**GOAL OF THE EXERCISE**
Give every entry again, unchanged, and leave its images out.

**DATA SECTION**

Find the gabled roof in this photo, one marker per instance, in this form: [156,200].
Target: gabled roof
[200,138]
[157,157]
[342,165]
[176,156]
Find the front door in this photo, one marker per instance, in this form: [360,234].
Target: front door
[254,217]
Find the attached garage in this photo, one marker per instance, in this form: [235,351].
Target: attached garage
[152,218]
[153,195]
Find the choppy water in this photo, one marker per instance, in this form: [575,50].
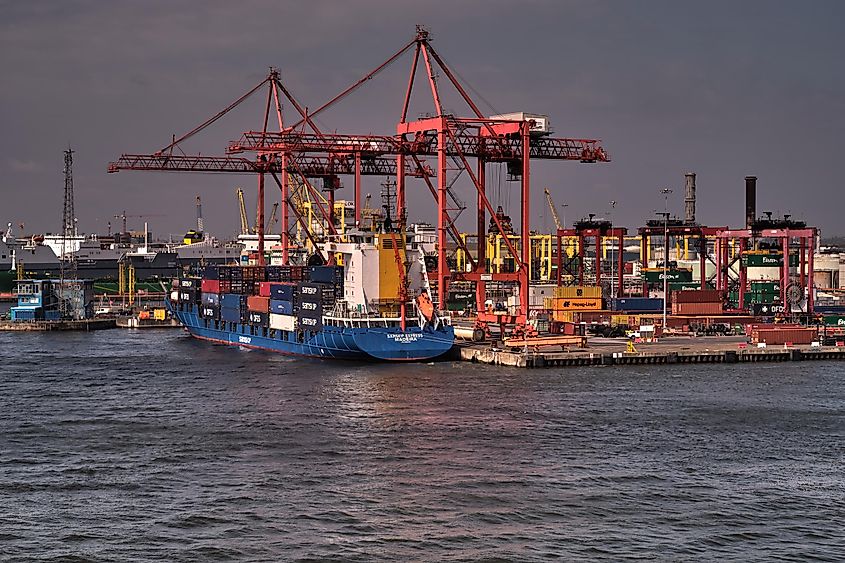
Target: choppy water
[120,446]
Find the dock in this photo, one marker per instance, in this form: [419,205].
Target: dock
[47,326]
[604,353]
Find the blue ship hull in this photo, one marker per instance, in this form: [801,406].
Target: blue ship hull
[344,343]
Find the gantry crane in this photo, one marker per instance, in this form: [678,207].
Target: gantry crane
[552,209]
[449,140]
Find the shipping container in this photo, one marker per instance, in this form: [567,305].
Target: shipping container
[233,301]
[765,309]
[210,286]
[570,291]
[699,296]
[211,273]
[636,304]
[780,336]
[187,295]
[209,311]
[258,304]
[655,275]
[765,286]
[282,322]
[310,323]
[231,315]
[283,291]
[326,274]
[769,259]
[53,315]
[834,320]
[684,286]
[697,308]
[281,307]
[27,313]
[258,318]
[576,303]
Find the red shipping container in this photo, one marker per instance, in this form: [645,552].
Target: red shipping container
[211,286]
[696,308]
[778,336]
[258,304]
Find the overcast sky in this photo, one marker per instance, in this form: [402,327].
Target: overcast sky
[724,89]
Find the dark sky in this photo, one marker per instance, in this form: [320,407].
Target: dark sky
[723,89]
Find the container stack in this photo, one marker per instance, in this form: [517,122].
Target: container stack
[572,298]
[274,297]
[778,335]
[637,304]
[34,297]
[701,302]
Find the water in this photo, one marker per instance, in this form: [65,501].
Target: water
[122,446]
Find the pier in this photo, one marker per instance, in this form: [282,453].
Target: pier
[46,326]
[604,352]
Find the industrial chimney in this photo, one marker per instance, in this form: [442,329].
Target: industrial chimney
[689,198]
[750,200]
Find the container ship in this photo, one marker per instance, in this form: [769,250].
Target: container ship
[373,305]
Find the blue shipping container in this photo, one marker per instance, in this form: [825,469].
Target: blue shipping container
[232,301]
[230,315]
[52,315]
[636,304]
[281,307]
[282,291]
[26,313]
[326,274]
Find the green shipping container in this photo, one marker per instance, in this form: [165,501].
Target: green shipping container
[773,260]
[656,276]
[765,287]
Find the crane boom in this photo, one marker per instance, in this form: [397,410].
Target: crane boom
[242,209]
[552,209]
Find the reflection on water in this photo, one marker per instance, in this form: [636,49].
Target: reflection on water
[120,445]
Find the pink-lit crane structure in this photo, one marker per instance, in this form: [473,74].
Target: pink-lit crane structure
[465,144]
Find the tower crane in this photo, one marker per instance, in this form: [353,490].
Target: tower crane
[242,208]
[552,209]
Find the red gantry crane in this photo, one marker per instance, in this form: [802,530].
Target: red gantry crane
[303,149]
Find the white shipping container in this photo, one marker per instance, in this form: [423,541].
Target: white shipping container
[282,322]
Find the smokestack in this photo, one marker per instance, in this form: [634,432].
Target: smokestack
[689,198]
[750,200]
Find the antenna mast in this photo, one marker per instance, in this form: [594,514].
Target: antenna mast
[67,261]
[68,258]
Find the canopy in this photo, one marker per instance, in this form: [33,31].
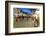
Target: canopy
[26,10]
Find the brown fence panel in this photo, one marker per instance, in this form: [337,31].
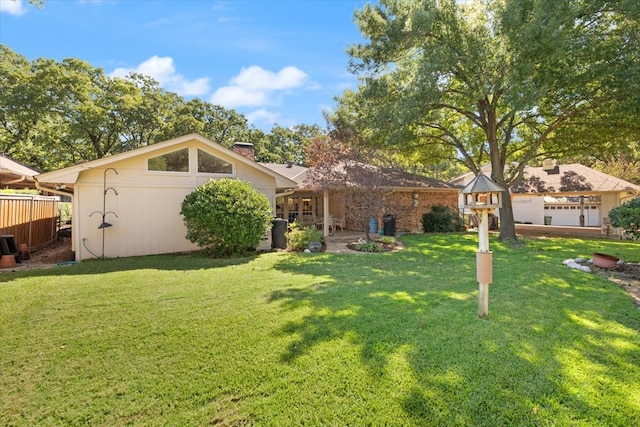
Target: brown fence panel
[29,219]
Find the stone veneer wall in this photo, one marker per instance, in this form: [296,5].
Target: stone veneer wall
[409,218]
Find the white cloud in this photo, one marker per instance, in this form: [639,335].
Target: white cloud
[262,116]
[163,70]
[12,7]
[236,96]
[257,78]
[255,86]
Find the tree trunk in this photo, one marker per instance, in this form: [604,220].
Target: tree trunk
[507,224]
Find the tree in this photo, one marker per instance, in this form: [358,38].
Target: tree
[347,172]
[284,145]
[226,217]
[496,81]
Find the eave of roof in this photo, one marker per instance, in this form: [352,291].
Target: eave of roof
[69,176]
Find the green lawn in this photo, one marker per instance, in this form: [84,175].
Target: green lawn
[323,339]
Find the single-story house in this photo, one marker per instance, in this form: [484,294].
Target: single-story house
[566,195]
[407,197]
[15,175]
[129,204]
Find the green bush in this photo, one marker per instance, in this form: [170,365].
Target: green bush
[627,217]
[226,217]
[298,238]
[441,219]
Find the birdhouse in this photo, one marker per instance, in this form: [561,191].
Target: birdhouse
[482,193]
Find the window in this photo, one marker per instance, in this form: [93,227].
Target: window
[208,163]
[176,161]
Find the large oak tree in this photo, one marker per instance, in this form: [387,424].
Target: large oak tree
[503,82]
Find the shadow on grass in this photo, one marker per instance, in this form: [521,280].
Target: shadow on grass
[560,345]
[173,262]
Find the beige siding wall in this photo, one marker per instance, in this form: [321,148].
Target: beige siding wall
[147,206]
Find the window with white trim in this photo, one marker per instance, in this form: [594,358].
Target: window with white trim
[175,161]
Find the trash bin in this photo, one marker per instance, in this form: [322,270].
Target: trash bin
[278,239]
[389,221]
[373,225]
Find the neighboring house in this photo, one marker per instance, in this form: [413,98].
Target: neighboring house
[407,197]
[566,195]
[15,175]
[139,194]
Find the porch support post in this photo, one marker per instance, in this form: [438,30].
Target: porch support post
[325,213]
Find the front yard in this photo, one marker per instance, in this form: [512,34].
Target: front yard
[323,339]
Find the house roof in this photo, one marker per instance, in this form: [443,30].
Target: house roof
[385,177]
[15,174]
[69,176]
[571,178]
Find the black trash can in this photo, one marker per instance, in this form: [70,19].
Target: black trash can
[278,239]
[389,222]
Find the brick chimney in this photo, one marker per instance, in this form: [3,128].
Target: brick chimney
[245,149]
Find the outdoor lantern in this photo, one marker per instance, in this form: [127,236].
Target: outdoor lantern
[482,196]
[482,193]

**TASK RESPONSE**
Find the gabled roof in this photo, one marker per instance, in this form: [156,200].
Target: gabled roof
[200,138]
[157,157]
[342,165]
[176,156]
Find the front door in this photo, one marker per instance, in this form: [360,234].
Target: front door
[254,217]
Find the attached garage in this photo, one marker per instance, in this form: [235,351].
Target: attached garage
[152,218]
[153,195]
Find the choppy water in this photo, one marker per instance, in this form: [575,50].
Target: choppy water
[120,446]
Find the dock in this photo, one marker per instance, in this form: [419,205].
Target: dock
[47,326]
[604,353]
Find the blue ship hull in this photo, one marker per instance, in this form: [801,406].
Target: blue ship hull
[344,343]
Find the gantry crane in this photo, one marker per instance, in this form: [678,207].
Target: gantry crane
[552,209]
[449,140]
Find the shipping container in this photo, one marker per instance, in this form: [567,305].
Target: shipping container
[233,301]
[765,309]
[210,286]
[570,291]
[699,296]
[211,273]
[636,304]
[780,336]
[187,295]
[209,311]
[258,304]
[655,275]
[765,286]
[282,322]
[310,323]
[231,315]
[283,291]
[326,274]
[769,259]
[53,315]
[834,320]
[684,286]
[697,308]
[281,307]
[27,313]
[258,318]
[576,303]
Find the red shipping container in this photo, one marker per instance, in this form: [645,552].
Target: red shipping container
[211,286]
[696,308]
[778,336]
[258,304]
Find the overcast sky in this photo, one marker per instance, in this form: [402,327].
Target: overcast sky
[724,89]
Find the dark sky in this photo, one marker per instance, in this form: [320,407].
Target: dark sky
[723,89]
Find the container stack in this photo, one marker per instance, in this form: [517,122].
Target: container stack
[572,298]
[274,297]
[778,335]
[637,304]
[34,297]
[701,302]
Find the water in this photo, one marker per instance, in this form: [65,501].
Target: water
[122,446]
Find the pier in this photo, one marker per instance, in this form: [282,453].
Target: pier
[46,326]
[604,352]
Find the industrial chimney in this photo, one marker per instance, in this form: [442,329].
Target: industrial chimney
[689,198]
[750,200]
Find the container ship in this photo, one marker per instance, in this form: [769,250].
Target: container ship
[373,305]
Find the blue shipping container in this photo, one marker per instance, in this form: [825,469].
Target: blue shipping container
[232,301]
[230,315]
[52,315]
[636,304]
[281,307]
[282,291]
[26,313]
[326,274]
Find the green shipping container in this photo, one marker per instance, in this form: [165,501].
Target: green shipping container
[773,260]
[656,276]
[765,287]
Find the crane boom in this photo, one marker per instance, in this form: [397,410].
Target: crane boom
[242,209]
[552,209]
Find the reflection on water in this photo, one marker per instance, in this form: [636,49].
Target: reflection on water
[120,445]
Find the pink-lit crane structure in this photo, one marker per instance, in this form: [473,74].
Target: pink-lit crane structure
[465,144]
Find the tower crane in this photo, one marker per instance, in this form: [353,490].
Target: tower crane
[242,208]
[552,209]
Find the red gantry crane in this photo, one marker per instance, in this form: [802,530].
Target: red gantry crane
[303,149]
Find the white shipping container in this photo, one marker per instance, in this form: [423,541].
Target: white shipping container
[282,322]
Find the smokestack in this photo, one marker per instance, in this form: [634,432].
Target: smokestack
[689,198]
[750,200]
Find the antenna mast in this photo, one marker per instance, in this form: [594,514].
Target: antenna mast
[67,261]
[68,258]
Find the canopy in this photo, one marker per instance, in this form: [33,31].
Target: canopy
[26,10]
Find the brown fence panel in this photo, one marker per instance, in this form: [337,31].
Target: brown fence panel
[29,219]
Find the stone veneer wall in this photo, one marker per instance, in this form: [296,5].
Target: stone veneer wall
[409,218]
Find the white cloud in this photo, one marker per instance, in this form: [639,335].
Target: white cloud
[262,116]
[163,70]
[12,7]
[236,96]
[257,78]
[255,86]
Find the tree trunk in this photo, one marker per instance, in this form: [604,220].
Target: tree trunk
[507,224]
Find the tree in this photo, one marker per instance, in this form: [358,38].
Target: tree
[347,172]
[284,145]
[226,217]
[496,81]
Find the eave of roof in this photo, one marker per instance, in this form: [352,291].
Target: eave of roof
[69,176]
Find the green lawn in this photo, one marker per instance, in this form: [84,175].
Target: green lawn
[323,339]
Find the single-story house in this photo, one marker per instance, in this form: [484,294].
Target: single-story house
[566,195]
[407,197]
[15,175]
[129,204]
Find the green bush in this photo, one marker per instance, in this form: [170,365].
Target: green bush
[627,217]
[226,217]
[298,238]
[441,219]
Find the birdhouse in this photo, one marker per instance, in this form: [561,191].
Target: birdhouse
[482,193]
Find the window in this photo, one marker per instance, in this form: [93,227].
Target: window
[208,163]
[176,161]
Find the large oak tree in this photo, one marker per instance, in this form: [387,424].
Target: large oak tree
[503,82]
Find the shadow on grass in this photo, one marker per instance, in this form: [521,280].
Target: shadow on grass
[560,345]
[173,262]
Find the beige siding wall in this photo, one marker per instance, in this form: [321,148].
Target: beige siding wall
[147,206]
Find the window with white trim in this photo, one marker per instance, in this form: [594,358].
Target: window with white trim
[175,161]
Find the trash bin in this photo, one marker per instance, in this form: [322,270].
Target: trash bin
[278,239]
[389,221]
[373,225]
Find the neighboring house in this photo, one marker per instance, in this form: [413,98].
Target: neighboring house
[407,197]
[566,195]
[15,175]
[139,194]
Find the porch support post in this photo, one marker per instance, in this form: [438,30].
Target: porch support post
[325,213]
Find the front yard in this photo, one marker per instance, in this form: [512,34].
Target: front yard
[323,339]
Find the house roof in this photo, one marker per instance, in this form: [443,30].
Target: house roof
[385,177]
[15,174]
[69,176]
[571,178]
Find the black trash can in this photo, one marker per instance, in this form: [70,19].
Target: black trash can
[278,239]
[389,222]
Find the brick chimney in this photo, one marker per instance, in this form: [3,128].
Target: brick chimney
[245,149]
Find the outdoor lantern in this photo, one marker per instance, in this form: [127,236].
Target: outdoor lantern
[482,196]
[482,193]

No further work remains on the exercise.